=== Supplied information ===
═══
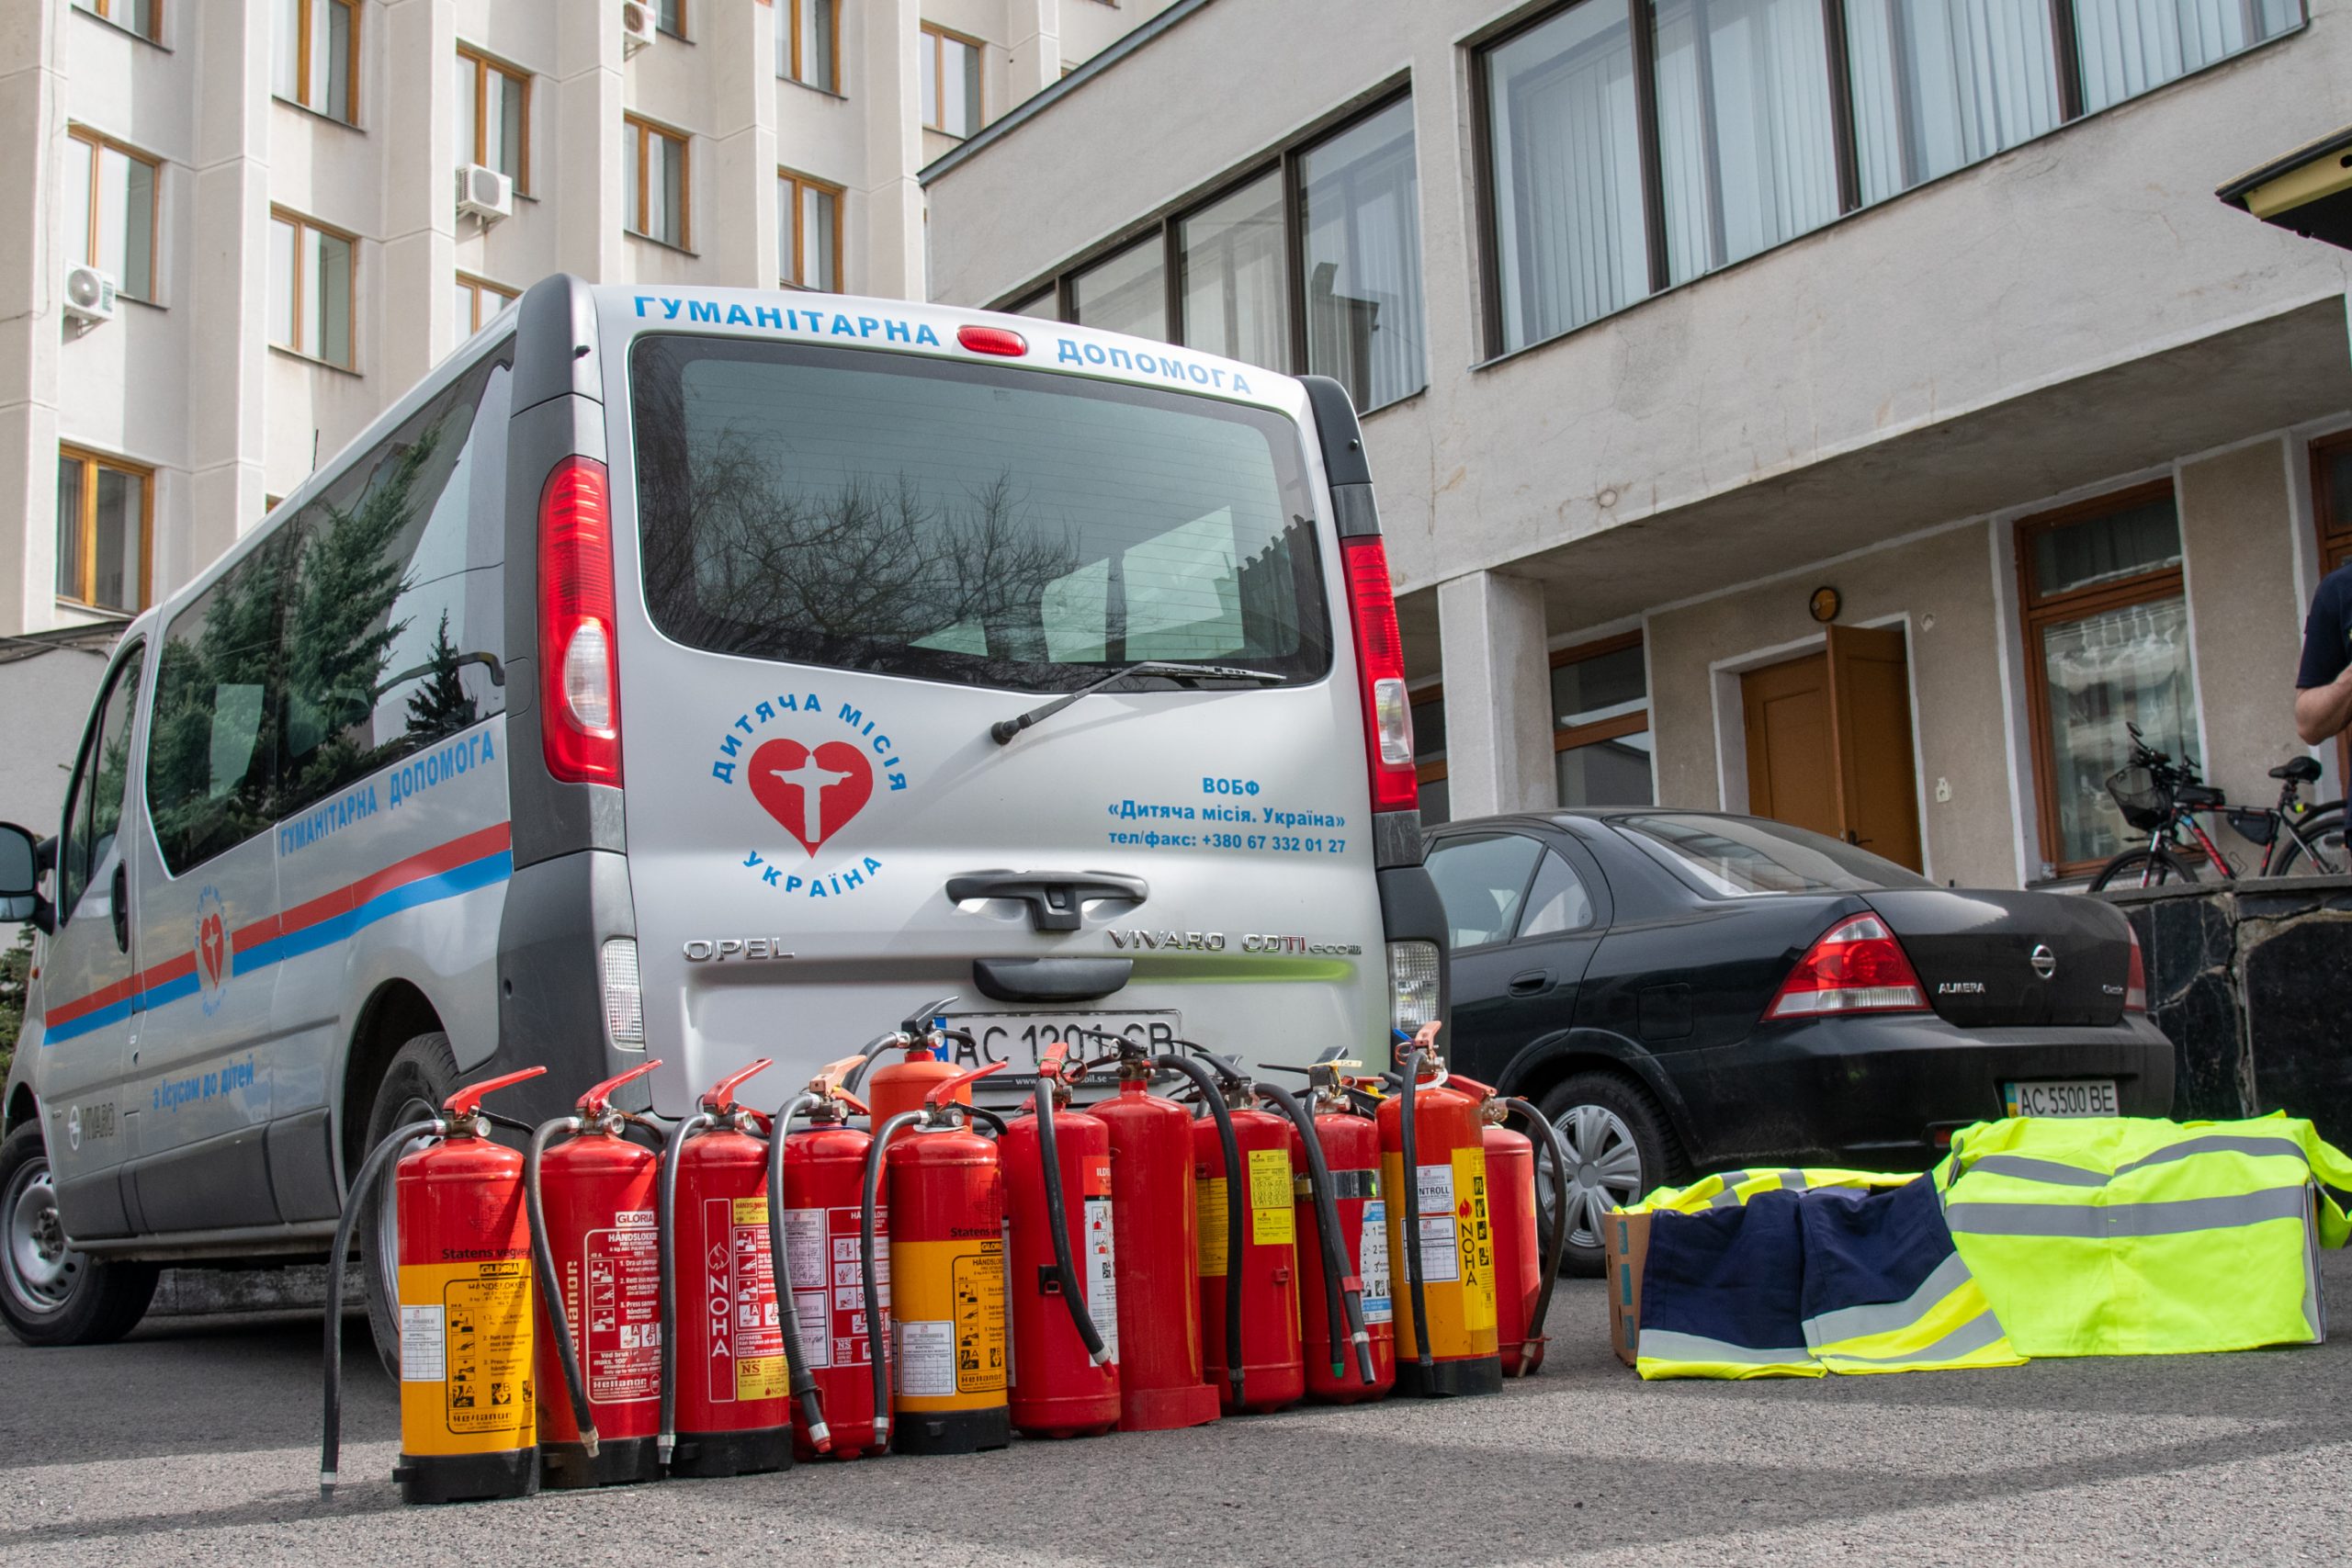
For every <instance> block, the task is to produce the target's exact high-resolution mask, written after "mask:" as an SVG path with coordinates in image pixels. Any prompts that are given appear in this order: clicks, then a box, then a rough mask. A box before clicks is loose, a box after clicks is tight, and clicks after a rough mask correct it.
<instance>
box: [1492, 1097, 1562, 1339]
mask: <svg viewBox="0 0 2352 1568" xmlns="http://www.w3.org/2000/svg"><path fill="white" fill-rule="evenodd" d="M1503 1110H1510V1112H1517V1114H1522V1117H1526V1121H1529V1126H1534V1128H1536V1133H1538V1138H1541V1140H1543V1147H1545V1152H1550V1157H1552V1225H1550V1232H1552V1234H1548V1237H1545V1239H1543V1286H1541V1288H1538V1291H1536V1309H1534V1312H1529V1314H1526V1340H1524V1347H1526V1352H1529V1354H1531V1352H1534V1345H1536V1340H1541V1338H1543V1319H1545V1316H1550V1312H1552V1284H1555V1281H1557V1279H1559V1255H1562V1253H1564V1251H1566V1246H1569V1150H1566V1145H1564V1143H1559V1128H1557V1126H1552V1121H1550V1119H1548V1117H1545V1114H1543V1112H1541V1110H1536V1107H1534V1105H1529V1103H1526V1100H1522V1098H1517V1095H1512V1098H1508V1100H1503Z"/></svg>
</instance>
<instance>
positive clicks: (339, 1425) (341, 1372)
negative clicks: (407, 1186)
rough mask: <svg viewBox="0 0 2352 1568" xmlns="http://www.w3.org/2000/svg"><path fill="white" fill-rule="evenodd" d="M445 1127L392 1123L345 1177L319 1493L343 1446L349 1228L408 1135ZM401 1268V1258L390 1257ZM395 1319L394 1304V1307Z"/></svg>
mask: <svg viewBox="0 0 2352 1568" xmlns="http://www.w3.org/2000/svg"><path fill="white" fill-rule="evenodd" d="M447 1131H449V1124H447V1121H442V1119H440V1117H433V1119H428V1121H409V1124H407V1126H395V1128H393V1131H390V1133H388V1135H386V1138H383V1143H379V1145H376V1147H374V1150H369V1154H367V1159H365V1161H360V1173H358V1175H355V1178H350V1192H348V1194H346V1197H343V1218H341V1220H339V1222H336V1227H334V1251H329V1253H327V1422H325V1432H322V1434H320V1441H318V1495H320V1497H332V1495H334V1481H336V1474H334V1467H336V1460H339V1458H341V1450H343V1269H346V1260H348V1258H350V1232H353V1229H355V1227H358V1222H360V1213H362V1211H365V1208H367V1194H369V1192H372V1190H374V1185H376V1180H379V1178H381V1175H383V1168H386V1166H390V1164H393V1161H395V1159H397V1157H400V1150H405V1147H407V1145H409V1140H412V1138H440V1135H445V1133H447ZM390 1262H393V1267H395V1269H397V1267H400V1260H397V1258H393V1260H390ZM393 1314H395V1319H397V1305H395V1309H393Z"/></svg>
═══
=== Work instructions ===
Quote every line of the records above exactly; no picture is to be copied.

=== Answer box ===
For every <instance> block, the task is to produce the target's exact high-resolution mask, written after "mask:" as an SVG path with coordinates in image pixels. Any prompts that are given appear in this order: clicks, then a box, then a rough mask. A box before clicks is loose, a box after clicks is tight, and clicks after a rough mask correct it.
<instance>
box: [1492, 1097, 1562, 1339]
mask: <svg viewBox="0 0 2352 1568" xmlns="http://www.w3.org/2000/svg"><path fill="white" fill-rule="evenodd" d="M1503 1110H1510V1112H1517V1114H1522V1117H1526V1121H1529V1126H1534V1128H1536V1133H1538V1138H1541V1140H1543V1147H1545V1152H1550V1157H1552V1225H1550V1232H1552V1234H1548V1237H1545V1239H1543V1286H1541V1288H1538V1291H1536V1309H1534V1312H1529V1314H1526V1340H1524V1347H1526V1352H1529V1354H1531V1352H1534V1345H1536V1340H1541V1338H1543V1319H1545V1316H1550V1312H1552V1284H1555V1281H1557V1279H1559V1255H1562V1253H1564V1251H1566V1246H1569V1150H1566V1145H1564V1143H1559V1128H1557V1126H1552V1121H1550V1119H1548V1117H1545V1114H1543V1112H1541V1110H1536V1107H1534V1105H1529V1103H1526V1100H1522V1098H1517V1095H1512V1098H1508V1100H1503Z"/></svg>
</instance>
<instance>
positive clicks: (339, 1425) (341, 1372)
negative clicks: (407, 1186)
rough mask: <svg viewBox="0 0 2352 1568" xmlns="http://www.w3.org/2000/svg"><path fill="white" fill-rule="evenodd" d="M445 1127L392 1123L345 1177L319 1493L343 1446L349 1228L408 1135ZM401 1268V1258L390 1257ZM395 1319L394 1304V1307Z"/></svg>
mask: <svg viewBox="0 0 2352 1568" xmlns="http://www.w3.org/2000/svg"><path fill="white" fill-rule="evenodd" d="M447 1131H449V1124H447V1121H442V1119H440V1117H433V1119H428V1121H409V1124H407V1126H395V1128H393V1131H390V1133H388V1135H386V1138H383V1143H379V1145H376V1147H374V1150H369V1154H367V1159H365V1161H360V1173H358V1175H355V1178H350V1192H348V1194H346V1197H343V1218H341V1220H339V1222H336V1227H334V1251H329V1253H327V1422H325V1432H322V1434H320V1441H318V1495H320V1497H332V1495H334V1481H336V1474H334V1467H336V1460H339V1458H341V1450H343V1269H346V1260H348V1258H350V1232H353V1229H355V1227H358V1222H360V1213H362V1211H365V1208H367V1194H369V1192H372V1190H374V1185H376V1180H379V1178H381V1175H383V1168H386V1166H390V1164H393V1161H395V1159H397V1157H400V1150H405V1147H407V1145H409V1140H412V1138H440V1135H445V1133H447ZM390 1262H393V1267H395V1269H397V1267H400V1260H397V1258H393V1260H390ZM393 1314H395V1319H397V1305H395V1309H393Z"/></svg>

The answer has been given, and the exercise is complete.